WHAT YOU HAVE TO DO — Transcribe all of the records precisely as they are presented.

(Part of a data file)

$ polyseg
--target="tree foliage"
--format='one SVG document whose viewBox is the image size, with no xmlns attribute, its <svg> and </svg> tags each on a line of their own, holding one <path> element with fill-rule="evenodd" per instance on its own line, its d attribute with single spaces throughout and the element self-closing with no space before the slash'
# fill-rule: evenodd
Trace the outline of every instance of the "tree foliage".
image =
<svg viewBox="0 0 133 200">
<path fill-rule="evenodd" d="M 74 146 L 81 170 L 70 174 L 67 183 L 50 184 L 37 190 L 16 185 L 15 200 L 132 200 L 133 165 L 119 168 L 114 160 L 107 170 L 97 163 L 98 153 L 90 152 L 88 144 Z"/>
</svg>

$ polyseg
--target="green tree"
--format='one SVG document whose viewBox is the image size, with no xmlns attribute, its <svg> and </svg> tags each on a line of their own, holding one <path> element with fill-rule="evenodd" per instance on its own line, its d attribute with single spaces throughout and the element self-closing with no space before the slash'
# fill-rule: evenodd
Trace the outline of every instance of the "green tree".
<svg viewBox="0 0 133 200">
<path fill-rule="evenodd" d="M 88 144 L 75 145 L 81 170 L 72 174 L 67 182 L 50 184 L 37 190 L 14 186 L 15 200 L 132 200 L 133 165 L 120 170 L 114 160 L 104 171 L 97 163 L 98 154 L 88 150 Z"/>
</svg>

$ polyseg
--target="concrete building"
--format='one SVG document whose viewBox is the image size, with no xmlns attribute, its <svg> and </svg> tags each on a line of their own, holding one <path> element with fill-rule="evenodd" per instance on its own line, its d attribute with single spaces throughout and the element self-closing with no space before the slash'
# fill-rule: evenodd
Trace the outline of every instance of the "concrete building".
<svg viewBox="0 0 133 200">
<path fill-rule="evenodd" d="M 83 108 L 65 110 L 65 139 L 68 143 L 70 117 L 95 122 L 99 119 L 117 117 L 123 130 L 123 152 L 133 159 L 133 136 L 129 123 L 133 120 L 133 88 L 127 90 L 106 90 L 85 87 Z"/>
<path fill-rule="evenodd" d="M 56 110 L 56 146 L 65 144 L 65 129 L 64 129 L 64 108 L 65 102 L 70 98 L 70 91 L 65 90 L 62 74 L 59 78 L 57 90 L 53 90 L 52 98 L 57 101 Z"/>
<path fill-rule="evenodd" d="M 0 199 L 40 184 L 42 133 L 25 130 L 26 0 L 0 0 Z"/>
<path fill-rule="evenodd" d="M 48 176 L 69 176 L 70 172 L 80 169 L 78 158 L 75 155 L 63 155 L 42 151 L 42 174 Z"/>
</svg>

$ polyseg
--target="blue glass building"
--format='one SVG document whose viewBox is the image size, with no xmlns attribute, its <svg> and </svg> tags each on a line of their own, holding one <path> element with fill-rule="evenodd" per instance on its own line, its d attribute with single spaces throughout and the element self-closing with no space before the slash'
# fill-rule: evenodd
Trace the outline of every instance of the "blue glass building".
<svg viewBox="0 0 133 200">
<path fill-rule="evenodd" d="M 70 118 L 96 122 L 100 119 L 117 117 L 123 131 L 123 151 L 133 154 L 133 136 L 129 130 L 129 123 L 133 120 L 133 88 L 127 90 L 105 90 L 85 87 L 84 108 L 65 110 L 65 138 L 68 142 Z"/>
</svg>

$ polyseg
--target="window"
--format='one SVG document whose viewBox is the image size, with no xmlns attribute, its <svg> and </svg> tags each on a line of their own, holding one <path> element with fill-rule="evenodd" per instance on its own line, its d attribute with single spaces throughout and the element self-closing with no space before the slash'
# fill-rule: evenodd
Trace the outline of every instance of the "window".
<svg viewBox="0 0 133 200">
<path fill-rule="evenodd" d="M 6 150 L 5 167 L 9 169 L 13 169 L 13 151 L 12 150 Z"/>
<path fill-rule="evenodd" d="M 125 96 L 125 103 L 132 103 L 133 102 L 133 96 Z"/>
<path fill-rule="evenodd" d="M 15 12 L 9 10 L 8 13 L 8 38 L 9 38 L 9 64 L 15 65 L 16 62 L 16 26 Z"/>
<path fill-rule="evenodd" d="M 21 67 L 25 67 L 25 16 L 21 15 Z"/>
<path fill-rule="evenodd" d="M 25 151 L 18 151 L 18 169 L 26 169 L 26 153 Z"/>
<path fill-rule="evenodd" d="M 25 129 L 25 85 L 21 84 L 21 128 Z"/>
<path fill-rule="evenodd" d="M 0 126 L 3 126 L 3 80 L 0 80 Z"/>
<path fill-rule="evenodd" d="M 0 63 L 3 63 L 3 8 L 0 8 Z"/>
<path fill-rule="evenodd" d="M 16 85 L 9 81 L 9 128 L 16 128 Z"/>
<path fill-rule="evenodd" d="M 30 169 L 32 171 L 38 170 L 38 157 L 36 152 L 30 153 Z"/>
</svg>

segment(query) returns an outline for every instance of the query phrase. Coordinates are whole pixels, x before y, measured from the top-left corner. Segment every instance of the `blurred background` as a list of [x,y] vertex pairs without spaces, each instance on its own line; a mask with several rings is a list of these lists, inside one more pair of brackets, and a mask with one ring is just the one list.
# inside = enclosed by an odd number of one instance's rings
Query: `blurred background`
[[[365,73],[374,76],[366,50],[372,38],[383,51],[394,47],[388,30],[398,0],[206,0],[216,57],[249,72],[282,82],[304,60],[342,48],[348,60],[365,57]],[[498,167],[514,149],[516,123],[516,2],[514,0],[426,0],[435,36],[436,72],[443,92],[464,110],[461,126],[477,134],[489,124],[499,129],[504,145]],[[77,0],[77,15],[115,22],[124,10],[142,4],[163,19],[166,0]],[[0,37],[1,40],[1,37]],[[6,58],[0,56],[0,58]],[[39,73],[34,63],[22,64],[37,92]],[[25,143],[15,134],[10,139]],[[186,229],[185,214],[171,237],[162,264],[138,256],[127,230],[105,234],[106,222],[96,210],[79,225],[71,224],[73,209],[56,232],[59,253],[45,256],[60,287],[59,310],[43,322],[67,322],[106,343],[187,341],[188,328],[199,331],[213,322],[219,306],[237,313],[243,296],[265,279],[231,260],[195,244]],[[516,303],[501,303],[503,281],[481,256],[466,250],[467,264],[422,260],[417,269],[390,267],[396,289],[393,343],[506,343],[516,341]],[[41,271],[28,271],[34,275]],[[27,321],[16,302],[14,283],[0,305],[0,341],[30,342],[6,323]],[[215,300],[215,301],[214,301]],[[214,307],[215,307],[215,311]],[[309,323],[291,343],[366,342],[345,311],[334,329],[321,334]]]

TASK SOLUTION —
$ polyseg
--target="tree foliage"
--format='one SVG document whose viewBox is the image size, with no xmlns attribute, its <svg> and </svg> tags each on a line of their own, holding one <path> element with fill-rule="evenodd" per instance on its own line, its d attribute with single spaces throughout and the element self-closing with no space before the slash'
# fill-rule: evenodd
Trace the outline of every instance of the "tree foliage".
image =
<svg viewBox="0 0 133 200">
<path fill-rule="evenodd" d="M 74 146 L 81 170 L 70 174 L 67 183 L 50 184 L 37 190 L 16 185 L 15 200 L 132 200 L 133 165 L 119 168 L 114 160 L 107 170 L 97 163 L 98 153 L 90 152 L 88 144 Z"/>
</svg>

$ polyseg
--target="green tree"
--format='one SVG document whose viewBox is the image size, with no xmlns attribute, its <svg> and </svg> tags each on a line of their own, holding one <path> element with fill-rule="evenodd" per instance on its own line, its d attribute with single spaces throughout and the element self-closing with no space before the slash'
# fill-rule: evenodd
Trace the outline of every instance of the "green tree".
<svg viewBox="0 0 133 200">
<path fill-rule="evenodd" d="M 88 144 L 75 145 L 81 170 L 72 174 L 67 182 L 50 184 L 37 190 L 14 186 L 15 200 L 132 200 L 133 165 L 120 170 L 114 160 L 104 171 L 97 163 L 98 154 L 88 150 Z"/>
</svg>

$ polyseg
--target="concrete building"
--format='one SVG document whose viewBox is the image size, with no xmlns attribute, its <svg> and </svg> tags each on a line of their own, holding one <path> element with fill-rule="evenodd" per instance on its own line, its d attribute with single spaces throughout and the element self-closing with no space before the slash'
# fill-rule: evenodd
Trace the outline of every instance of the "concrete building".
<svg viewBox="0 0 133 200">
<path fill-rule="evenodd" d="M 83 108 L 65 110 L 65 139 L 68 143 L 70 117 L 95 122 L 99 119 L 117 117 L 123 130 L 123 152 L 133 159 L 133 136 L 129 123 L 133 120 L 133 88 L 127 90 L 106 90 L 85 87 Z"/>
<path fill-rule="evenodd" d="M 56 110 L 56 146 L 65 144 L 65 129 L 64 129 L 64 108 L 65 102 L 70 98 L 70 91 L 65 90 L 62 74 L 59 78 L 57 90 L 53 90 L 52 98 L 57 101 Z"/>
<path fill-rule="evenodd" d="M 0 199 L 40 184 L 42 133 L 25 130 L 26 0 L 0 0 Z"/>
<path fill-rule="evenodd" d="M 48 176 L 69 176 L 70 172 L 80 169 L 78 158 L 75 155 L 63 155 L 42 151 L 42 174 Z"/>
</svg>

$ polyseg
--target="blue glass building"
--format='one SVG document whose viewBox is the image size, with no xmlns attribute, its <svg> and </svg> tags each on a line of their own, holding one <path> element with fill-rule="evenodd" per instance on its own line, its d attribute with single spaces throughout and the element self-closing with no space before the slash'
# fill-rule: evenodd
Trace the outline of every instance of the "blue glass building".
<svg viewBox="0 0 133 200">
<path fill-rule="evenodd" d="M 70 118 L 96 122 L 100 119 L 117 117 L 123 131 L 123 151 L 133 154 L 133 136 L 129 130 L 129 123 L 133 120 L 133 88 L 127 90 L 105 90 L 85 87 L 84 108 L 65 110 L 65 138 L 68 142 Z"/>
</svg>

$ polyseg
--target="window"
--format='one SVG document whose viewBox is the image size, with no xmlns attribute, its <svg> and </svg> tags each on a line of their own, holding one <path> element with fill-rule="evenodd" per instance on its own line, its d attribute with single spaces throughout and the element self-closing with no space before the slash'
# fill-rule: evenodd
Trace the outline of every instance of the "window".
<svg viewBox="0 0 133 200">
<path fill-rule="evenodd" d="M 6 150 L 5 167 L 9 169 L 13 169 L 13 151 L 12 150 Z"/>
<path fill-rule="evenodd" d="M 125 96 L 125 103 L 132 103 L 133 102 L 133 96 Z"/>
<path fill-rule="evenodd" d="M 15 12 L 9 10 L 8 13 L 8 38 L 9 38 L 9 64 L 15 65 L 16 62 L 16 26 Z"/>
<path fill-rule="evenodd" d="M 21 67 L 25 67 L 25 16 L 21 15 Z"/>
<path fill-rule="evenodd" d="M 25 151 L 18 151 L 18 169 L 26 169 L 26 153 Z"/>
<path fill-rule="evenodd" d="M 25 129 L 25 85 L 21 84 L 21 128 Z"/>
<path fill-rule="evenodd" d="M 0 126 L 3 126 L 3 80 L 0 80 Z"/>
<path fill-rule="evenodd" d="M 0 63 L 3 63 L 3 8 L 0 8 Z"/>
<path fill-rule="evenodd" d="M 16 85 L 9 81 L 9 128 L 16 128 Z"/>
<path fill-rule="evenodd" d="M 30 169 L 32 171 L 38 170 L 38 157 L 36 152 L 30 153 Z"/>
</svg>

segment(query) returns an outline for every instance of the query phrase. Coordinates are whole pixels, x before y, measured from the top-left corner. Segment every instance of the `blurred background` as a list of [x,y] vertex pairs without spaces, each instance on its own line; a mask with several rings is a list of these lists, inside one more pair of brackets, and a mask with one ring is just the one list.
# inside = enclosed by an odd number of one instance's rings
Query: `blurred background`
[[[365,73],[374,76],[366,50],[372,38],[383,51],[394,47],[388,30],[398,0],[206,0],[216,57],[249,72],[282,82],[304,60],[342,48],[348,60],[365,57]],[[498,167],[514,149],[516,123],[516,2],[514,0],[426,0],[435,36],[436,72],[443,92],[464,110],[461,126],[477,134],[489,124],[499,129],[504,145]],[[77,0],[77,15],[115,22],[124,10],[142,4],[163,19],[166,0]],[[0,37],[1,40],[1,37]],[[6,58],[0,56],[0,58]],[[39,73],[34,63],[22,64],[37,92]],[[25,143],[15,134],[10,139]],[[186,229],[185,214],[171,237],[162,264],[138,256],[127,230],[105,234],[106,222],[96,210],[79,225],[71,224],[73,209],[56,232],[59,253],[45,256],[60,287],[59,310],[43,322],[67,322],[106,343],[187,341],[188,328],[199,331],[213,322],[219,306],[237,313],[243,296],[265,279],[231,260],[195,244]],[[516,303],[501,303],[503,281],[481,256],[466,250],[467,264],[422,260],[417,269],[390,267],[396,289],[393,343],[506,343],[516,341]],[[41,271],[28,271],[34,275]],[[27,321],[16,302],[14,283],[0,305],[0,341],[30,342],[6,323]],[[215,300],[215,301],[214,301]],[[214,307],[215,307],[215,311]],[[309,323],[291,343],[366,342],[345,311],[334,329],[321,334]]]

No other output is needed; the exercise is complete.